Your answer must be the records below repeated word for word, with no pictures in it.

> _Exercise data_
┄┄┄┄┄┄┄┄┄┄┄┄┄┄┄┄┄┄┄┄

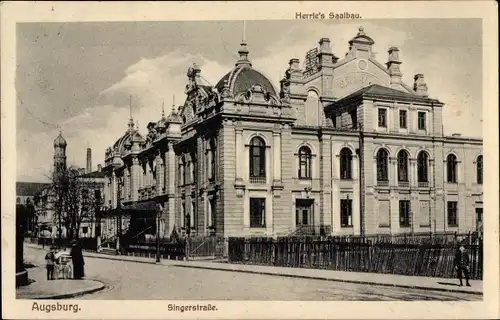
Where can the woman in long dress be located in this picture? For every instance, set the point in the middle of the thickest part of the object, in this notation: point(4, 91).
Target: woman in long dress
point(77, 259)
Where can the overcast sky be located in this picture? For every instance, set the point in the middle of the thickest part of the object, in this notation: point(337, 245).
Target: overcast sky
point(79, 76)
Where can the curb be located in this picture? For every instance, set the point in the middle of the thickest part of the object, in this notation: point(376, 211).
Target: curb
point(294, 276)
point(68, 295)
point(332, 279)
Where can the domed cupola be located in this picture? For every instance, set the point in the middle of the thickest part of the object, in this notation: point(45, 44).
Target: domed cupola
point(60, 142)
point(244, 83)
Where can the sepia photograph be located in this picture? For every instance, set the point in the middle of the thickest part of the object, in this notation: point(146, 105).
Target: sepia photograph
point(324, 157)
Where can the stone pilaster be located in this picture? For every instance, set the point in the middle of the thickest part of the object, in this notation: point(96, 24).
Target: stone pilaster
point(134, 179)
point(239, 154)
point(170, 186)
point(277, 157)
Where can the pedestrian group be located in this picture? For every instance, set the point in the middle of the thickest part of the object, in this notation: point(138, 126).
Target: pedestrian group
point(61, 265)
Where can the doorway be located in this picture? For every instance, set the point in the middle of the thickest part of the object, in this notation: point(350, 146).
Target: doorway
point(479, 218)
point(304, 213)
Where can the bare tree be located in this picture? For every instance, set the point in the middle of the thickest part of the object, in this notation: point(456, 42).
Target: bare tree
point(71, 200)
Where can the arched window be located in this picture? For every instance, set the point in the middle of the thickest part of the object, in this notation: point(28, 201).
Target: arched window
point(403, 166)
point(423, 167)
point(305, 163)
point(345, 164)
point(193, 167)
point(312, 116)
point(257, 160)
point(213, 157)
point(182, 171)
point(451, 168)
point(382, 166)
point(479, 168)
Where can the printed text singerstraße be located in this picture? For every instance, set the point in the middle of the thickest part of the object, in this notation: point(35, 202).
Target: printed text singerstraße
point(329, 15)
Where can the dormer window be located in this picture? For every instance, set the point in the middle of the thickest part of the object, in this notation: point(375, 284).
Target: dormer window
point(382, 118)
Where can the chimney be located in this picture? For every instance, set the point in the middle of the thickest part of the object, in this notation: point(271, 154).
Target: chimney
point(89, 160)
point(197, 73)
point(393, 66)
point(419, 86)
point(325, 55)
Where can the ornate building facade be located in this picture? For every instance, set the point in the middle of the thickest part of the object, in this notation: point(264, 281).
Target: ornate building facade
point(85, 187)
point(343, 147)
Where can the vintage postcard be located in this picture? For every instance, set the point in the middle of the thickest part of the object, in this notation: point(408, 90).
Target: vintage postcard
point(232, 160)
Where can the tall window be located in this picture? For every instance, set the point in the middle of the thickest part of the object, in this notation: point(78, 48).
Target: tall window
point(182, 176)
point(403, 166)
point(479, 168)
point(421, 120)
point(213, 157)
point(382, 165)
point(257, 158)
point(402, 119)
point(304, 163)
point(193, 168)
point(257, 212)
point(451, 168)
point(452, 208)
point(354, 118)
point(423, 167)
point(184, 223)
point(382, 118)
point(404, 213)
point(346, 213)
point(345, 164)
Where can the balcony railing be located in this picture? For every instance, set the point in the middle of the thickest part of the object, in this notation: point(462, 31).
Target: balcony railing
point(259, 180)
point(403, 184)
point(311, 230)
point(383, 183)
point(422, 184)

┄┄┄┄┄┄┄┄┄┄┄┄┄┄┄┄┄┄┄┄

> _Task response_
Where can the woman in long dress be located in this picture? For every instance, set the point in the middle of the thickest part of the object, in this notation: point(4, 91).
Target: woman in long dress
point(77, 259)
Where can the overcast sky be located in this picture? For every instance, set the point in the middle of the thickest part of the object, in this notation: point(337, 245).
Target: overcast sky
point(79, 76)
Where can the curb be located in this picture? For every instance, set the point in the middle of the thickest part of the object, in this notation: point(376, 211).
Target: curb
point(294, 276)
point(68, 295)
point(332, 279)
Where can the domed cupola be located in this picture? For every instance, set the point in the middle of the thickest part of the object, in this notation: point(45, 44).
Target: domed cupola
point(60, 142)
point(244, 83)
Where can the sepia photograph be located in this picture? For every instance, set the point in the middle of the thickest part of the object, in this notation: point(146, 105).
Target: sepia photograph
point(324, 157)
Where can the stone pilaster be located in this picture? For every instance, set the point in the middle of the thickest part of the object, in this notation: point(96, 24).
Target: stone pilaster
point(134, 179)
point(239, 154)
point(170, 186)
point(277, 157)
Where can the pedestrian group be located in this picture? For every instance, set the point in the middle of the thickest part of the object, in this notation: point(138, 126).
Target: pedestrian group
point(61, 265)
Where can the doorway be located in this picture? For every instance, set the point in the middle of the thickest part of the object, in this notation: point(350, 146).
Target: doorway
point(479, 218)
point(304, 213)
Where can the bare tree be located in this picture? For every instance, set the point in the middle of the thickest part of the object, in this notation: point(456, 42).
Target: bare tree
point(71, 200)
Where can the arched window be located in this picture? For every instance, set the point in the middle of the thickest part of the object, in this notation: point(28, 201).
Target: arched window
point(403, 166)
point(423, 167)
point(305, 163)
point(345, 164)
point(193, 167)
point(312, 116)
point(257, 160)
point(213, 157)
point(182, 171)
point(451, 168)
point(382, 166)
point(479, 168)
Where can the printed text singerstraße be located in this picture? For every instance, set the point in the middle of the thickest part of the object, in this notation: point(35, 202).
Target: printed text singerstraße
point(329, 15)
Where can the dormer window be located in this picture? For every instance, set the point in the middle of the thickest part of the object, in this notation: point(375, 284).
Target: dormer window
point(382, 118)
Where can the chimney be located in this picture? For every instance, set the point in the middle of the thickest part of the object, in this notation: point(271, 154).
Target: chimney
point(89, 160)
point(197, 73)
point(393, 66)
point(419, 86)
point(325, 55)
Where can the ornate building facade be located in this picture? For every instance, set the point in the middle of the thickest part of the object, in this notation: point(264, 281).
Target: ornate building facade
point(85, 187)
point(343, 147)
Where can the vintage postcard be located in this picture? For every instance, set the point in the middle of the thickest part of the object, in this notation: point(408, 90).
Target: vintage postcard
point(232, 160)
Where can the tall window be located in this picture? For every instance, set the point in the middle of the thickest part of the object, in this notation: point(78, 48).
Target: tall window
point(182, 176)
point(403, 166)
point(479, 168)
point(421, 120)
point(213, 157)
point(382, 165)
point(257, 158)
point(402, 119)
point(304, 163)
point(193, 168)
point(257, 212)
point(451, 168)
point(452, 208)
point(354, 118)
point(423, 167)
point(184, 223)
point(382, 118)
point(404, 213)
point(346, 213)
point(345, 164)
Where can the balcony railing be located in this picture? For every instance, set the point in the middle of the thickest part of the object, in this notation: point(462, 31).
Target: balcony railing
point(259, 180)
point(403, 184)
point(311, 230)
point(383, 183)
point(422, 184)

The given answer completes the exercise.